=== Directions ===
Report the lines of the data below that contain the string "bare".

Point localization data
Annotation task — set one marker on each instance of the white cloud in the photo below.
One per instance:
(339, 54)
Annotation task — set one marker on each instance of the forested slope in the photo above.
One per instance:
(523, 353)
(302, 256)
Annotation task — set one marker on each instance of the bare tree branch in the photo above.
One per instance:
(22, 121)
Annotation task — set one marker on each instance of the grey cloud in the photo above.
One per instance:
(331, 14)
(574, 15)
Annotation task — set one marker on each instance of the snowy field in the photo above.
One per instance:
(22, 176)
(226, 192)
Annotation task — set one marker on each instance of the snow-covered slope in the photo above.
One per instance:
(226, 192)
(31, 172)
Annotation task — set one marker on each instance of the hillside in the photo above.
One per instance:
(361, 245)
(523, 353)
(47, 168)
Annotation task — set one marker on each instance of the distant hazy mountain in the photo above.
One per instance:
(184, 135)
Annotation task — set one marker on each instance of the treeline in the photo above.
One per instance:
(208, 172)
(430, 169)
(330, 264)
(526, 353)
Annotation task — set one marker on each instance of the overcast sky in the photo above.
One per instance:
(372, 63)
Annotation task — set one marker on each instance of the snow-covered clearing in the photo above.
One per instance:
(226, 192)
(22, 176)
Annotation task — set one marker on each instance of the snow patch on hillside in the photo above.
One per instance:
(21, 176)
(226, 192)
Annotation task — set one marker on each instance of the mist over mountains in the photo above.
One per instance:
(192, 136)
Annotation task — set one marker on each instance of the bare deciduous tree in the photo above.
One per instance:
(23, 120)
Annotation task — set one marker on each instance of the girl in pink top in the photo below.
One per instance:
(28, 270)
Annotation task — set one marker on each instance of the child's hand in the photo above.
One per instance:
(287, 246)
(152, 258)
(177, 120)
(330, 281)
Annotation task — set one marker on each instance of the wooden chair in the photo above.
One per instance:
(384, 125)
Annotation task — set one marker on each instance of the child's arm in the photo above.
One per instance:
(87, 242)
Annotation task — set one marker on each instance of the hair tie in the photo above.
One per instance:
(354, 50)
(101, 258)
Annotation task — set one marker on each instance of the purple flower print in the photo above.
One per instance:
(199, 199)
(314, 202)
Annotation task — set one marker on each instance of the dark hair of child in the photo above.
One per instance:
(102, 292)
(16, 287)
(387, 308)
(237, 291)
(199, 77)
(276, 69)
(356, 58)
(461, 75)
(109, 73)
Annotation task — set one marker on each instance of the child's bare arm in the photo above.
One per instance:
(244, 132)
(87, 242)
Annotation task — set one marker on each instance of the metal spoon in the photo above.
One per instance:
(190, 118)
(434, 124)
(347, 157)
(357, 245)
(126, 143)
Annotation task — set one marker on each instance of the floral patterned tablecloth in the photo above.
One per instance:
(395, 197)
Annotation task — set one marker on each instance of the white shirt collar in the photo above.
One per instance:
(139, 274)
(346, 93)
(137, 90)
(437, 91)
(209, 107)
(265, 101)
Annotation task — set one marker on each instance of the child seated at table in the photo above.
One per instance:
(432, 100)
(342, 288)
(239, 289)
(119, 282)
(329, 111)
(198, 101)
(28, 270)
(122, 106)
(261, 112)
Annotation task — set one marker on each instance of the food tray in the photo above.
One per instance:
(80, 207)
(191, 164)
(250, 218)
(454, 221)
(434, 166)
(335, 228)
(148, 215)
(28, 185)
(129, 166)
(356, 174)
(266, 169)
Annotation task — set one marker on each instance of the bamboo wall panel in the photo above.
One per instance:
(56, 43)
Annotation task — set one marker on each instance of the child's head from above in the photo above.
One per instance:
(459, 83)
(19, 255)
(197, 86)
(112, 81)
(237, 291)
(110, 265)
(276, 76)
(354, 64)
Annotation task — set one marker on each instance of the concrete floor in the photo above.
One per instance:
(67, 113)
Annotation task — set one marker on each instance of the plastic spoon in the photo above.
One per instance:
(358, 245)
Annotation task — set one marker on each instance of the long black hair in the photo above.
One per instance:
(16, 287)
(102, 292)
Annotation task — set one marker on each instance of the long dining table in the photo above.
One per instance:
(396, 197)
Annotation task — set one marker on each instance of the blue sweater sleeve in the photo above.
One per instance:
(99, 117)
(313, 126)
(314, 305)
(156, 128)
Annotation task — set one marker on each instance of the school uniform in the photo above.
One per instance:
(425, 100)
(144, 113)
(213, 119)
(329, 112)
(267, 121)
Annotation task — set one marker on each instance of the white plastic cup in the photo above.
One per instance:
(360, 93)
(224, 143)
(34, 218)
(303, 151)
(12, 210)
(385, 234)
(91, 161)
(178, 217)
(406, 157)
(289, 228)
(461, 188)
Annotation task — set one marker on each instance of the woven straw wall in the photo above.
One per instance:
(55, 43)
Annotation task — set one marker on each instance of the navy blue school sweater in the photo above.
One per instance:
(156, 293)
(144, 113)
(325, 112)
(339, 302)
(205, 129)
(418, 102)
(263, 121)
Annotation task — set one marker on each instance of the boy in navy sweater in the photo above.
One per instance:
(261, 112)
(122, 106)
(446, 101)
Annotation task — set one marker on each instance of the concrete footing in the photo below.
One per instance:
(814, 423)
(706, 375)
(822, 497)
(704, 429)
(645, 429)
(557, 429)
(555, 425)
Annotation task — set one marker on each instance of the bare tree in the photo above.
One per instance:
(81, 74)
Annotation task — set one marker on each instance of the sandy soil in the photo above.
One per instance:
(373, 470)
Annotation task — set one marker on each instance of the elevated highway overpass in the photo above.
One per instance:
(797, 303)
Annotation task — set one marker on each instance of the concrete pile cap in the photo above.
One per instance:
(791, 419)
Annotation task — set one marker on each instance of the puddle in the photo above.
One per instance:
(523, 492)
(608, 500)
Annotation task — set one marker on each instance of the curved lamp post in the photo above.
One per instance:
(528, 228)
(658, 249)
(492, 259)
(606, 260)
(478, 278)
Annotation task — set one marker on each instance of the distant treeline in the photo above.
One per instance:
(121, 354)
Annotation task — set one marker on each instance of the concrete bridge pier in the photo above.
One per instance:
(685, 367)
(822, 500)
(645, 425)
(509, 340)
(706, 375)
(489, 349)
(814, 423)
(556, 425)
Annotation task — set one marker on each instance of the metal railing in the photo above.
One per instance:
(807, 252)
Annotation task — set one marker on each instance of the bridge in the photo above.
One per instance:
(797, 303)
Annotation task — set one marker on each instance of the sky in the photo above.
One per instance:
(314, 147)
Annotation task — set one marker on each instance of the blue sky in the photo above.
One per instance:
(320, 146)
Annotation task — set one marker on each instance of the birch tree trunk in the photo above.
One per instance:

=== Finished task ===
Annotation task — set one marker on each instance of the bare tree branch in the photo above.
Annotation task — set one marker on each instance of the bare deciduous tree in the photo above.
Annotation task — set one marker on each instance of the child's bare arm in the photo above.
Annotation task — set one marker on each instance of the bare tree in the photo above.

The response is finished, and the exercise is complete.